● DATASET ENTRIES
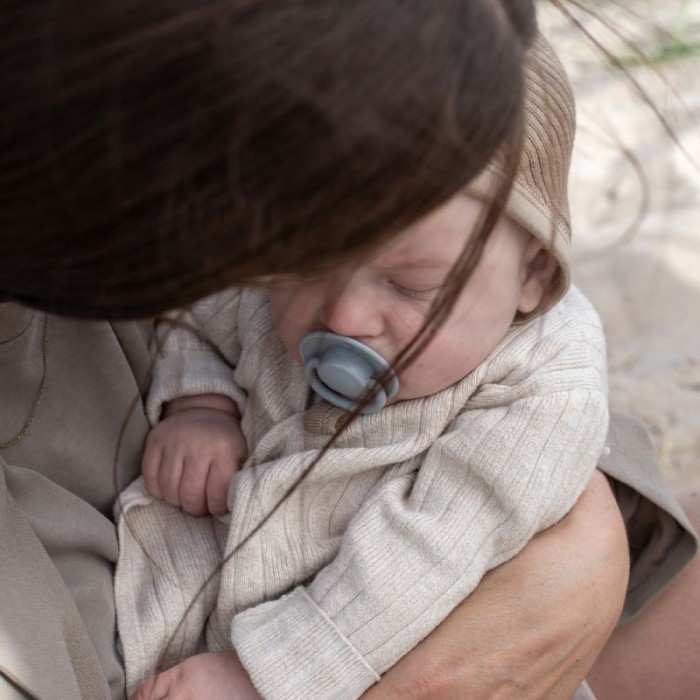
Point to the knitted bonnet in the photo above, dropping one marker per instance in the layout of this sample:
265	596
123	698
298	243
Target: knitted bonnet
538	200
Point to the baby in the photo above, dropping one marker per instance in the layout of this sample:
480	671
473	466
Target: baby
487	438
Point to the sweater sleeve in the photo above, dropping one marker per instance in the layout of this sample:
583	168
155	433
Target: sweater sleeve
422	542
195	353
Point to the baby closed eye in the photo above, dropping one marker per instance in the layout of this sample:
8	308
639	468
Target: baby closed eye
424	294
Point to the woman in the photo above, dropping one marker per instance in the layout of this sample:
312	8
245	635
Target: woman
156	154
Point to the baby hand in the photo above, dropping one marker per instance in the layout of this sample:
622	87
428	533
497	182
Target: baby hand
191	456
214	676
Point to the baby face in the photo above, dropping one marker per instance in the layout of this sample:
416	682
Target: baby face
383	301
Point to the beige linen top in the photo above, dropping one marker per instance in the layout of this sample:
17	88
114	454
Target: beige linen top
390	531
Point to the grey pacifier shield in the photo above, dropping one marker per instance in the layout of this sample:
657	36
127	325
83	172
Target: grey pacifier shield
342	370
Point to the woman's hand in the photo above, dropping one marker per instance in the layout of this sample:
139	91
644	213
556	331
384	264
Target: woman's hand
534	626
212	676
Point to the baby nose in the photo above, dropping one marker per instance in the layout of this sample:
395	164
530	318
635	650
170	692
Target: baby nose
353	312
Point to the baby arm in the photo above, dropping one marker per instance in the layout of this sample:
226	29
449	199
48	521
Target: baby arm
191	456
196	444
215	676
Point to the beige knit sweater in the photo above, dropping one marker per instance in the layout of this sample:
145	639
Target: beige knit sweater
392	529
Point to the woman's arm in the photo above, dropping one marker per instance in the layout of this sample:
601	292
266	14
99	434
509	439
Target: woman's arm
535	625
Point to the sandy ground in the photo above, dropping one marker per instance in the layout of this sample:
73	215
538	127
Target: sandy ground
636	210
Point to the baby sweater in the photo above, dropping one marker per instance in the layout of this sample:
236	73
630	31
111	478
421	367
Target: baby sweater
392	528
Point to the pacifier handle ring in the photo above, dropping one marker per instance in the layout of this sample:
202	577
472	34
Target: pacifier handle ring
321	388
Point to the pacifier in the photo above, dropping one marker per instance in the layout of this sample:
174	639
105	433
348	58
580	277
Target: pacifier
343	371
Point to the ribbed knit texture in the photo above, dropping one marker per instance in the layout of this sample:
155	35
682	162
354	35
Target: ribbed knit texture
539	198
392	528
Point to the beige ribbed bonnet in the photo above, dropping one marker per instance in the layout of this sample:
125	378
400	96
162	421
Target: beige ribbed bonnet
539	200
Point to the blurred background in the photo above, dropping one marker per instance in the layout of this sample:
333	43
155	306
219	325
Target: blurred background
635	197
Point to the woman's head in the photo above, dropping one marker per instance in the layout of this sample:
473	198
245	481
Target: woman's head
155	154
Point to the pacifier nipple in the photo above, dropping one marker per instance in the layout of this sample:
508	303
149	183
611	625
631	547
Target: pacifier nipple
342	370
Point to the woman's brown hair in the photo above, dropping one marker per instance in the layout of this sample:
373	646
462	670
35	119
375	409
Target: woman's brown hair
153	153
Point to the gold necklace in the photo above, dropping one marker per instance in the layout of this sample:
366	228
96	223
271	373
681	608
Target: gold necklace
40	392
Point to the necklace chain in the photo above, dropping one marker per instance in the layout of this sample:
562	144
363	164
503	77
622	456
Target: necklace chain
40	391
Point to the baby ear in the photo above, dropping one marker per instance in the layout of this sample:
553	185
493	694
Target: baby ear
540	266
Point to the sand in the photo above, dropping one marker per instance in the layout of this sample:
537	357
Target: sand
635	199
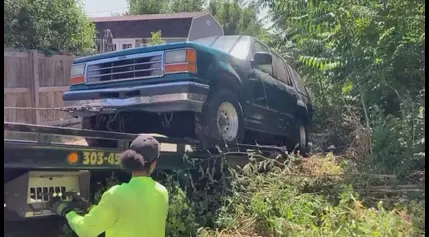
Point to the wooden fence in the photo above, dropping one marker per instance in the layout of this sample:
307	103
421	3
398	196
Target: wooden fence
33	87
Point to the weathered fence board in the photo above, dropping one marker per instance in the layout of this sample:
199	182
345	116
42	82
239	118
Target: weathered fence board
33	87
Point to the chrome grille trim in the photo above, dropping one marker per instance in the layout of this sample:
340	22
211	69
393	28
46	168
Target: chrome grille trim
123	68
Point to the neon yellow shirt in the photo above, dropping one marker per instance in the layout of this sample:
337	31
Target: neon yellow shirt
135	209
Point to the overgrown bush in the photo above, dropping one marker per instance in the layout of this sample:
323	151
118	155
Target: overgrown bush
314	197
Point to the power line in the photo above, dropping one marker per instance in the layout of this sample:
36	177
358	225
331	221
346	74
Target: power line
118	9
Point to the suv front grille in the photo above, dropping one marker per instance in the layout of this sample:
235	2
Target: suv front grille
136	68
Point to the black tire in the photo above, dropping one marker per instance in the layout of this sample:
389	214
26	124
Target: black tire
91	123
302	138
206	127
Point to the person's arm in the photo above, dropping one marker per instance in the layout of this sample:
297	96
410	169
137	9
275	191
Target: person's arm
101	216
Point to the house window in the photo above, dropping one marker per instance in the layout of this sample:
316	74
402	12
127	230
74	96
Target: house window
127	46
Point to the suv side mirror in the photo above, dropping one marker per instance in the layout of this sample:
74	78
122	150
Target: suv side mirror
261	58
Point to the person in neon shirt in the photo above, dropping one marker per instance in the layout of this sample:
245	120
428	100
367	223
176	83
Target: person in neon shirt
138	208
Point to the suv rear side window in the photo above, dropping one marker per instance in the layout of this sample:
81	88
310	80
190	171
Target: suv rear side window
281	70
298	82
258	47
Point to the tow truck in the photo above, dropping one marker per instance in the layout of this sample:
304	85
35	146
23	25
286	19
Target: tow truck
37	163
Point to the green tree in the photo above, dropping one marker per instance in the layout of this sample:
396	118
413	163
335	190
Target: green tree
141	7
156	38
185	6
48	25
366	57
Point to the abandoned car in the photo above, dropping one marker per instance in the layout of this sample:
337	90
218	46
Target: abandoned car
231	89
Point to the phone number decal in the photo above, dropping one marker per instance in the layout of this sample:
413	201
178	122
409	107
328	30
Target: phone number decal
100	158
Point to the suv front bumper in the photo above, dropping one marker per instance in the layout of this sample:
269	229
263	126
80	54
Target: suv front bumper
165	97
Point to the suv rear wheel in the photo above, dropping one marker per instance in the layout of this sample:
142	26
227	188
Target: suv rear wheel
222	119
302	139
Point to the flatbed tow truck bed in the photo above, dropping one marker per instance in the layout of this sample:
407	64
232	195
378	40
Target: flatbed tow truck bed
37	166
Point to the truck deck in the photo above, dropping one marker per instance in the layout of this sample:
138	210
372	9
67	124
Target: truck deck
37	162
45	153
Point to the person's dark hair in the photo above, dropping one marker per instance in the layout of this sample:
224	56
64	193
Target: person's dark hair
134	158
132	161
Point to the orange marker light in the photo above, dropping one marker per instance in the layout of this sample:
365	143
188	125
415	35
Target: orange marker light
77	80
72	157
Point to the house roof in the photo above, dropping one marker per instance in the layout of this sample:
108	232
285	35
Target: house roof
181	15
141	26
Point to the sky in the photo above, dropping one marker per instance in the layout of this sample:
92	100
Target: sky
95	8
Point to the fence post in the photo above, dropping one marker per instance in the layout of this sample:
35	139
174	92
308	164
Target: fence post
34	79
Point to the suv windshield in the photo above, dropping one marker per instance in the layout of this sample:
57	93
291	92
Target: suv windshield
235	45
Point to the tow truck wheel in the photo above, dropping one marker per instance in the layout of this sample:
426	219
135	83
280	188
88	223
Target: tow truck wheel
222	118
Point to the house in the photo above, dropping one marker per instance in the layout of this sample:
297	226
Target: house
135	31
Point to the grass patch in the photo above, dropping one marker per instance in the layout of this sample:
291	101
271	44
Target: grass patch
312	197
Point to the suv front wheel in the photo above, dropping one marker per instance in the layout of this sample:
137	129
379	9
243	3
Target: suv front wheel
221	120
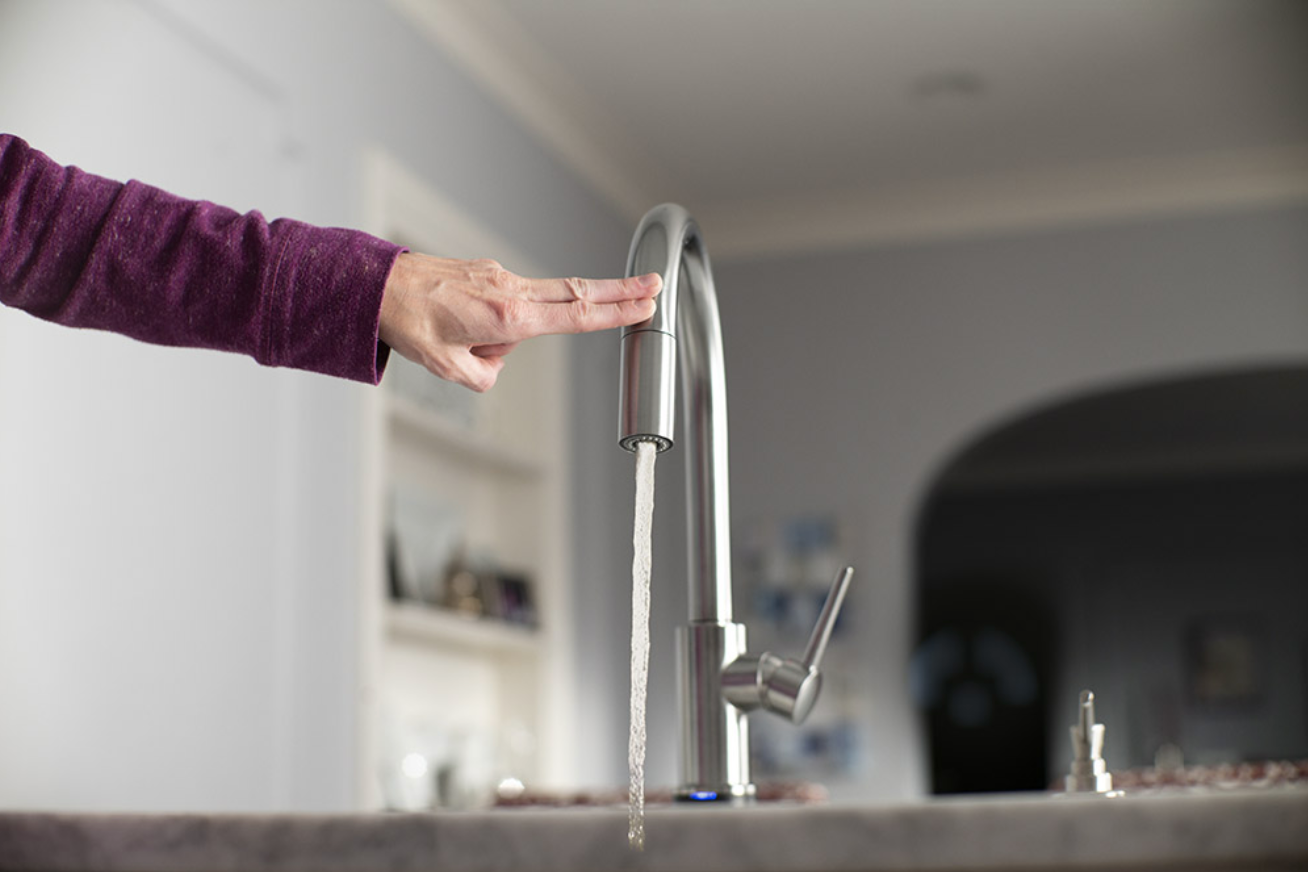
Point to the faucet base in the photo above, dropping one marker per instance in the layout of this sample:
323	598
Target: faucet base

● REQUIREMENT
Only lines of the material that contain the word "base" belong in the answer; copy each one.

● SOLVED EXERCISE
Point to the faucet base in the photo above, dropping one marker per instance in the layout of this sample:
Target: faucet base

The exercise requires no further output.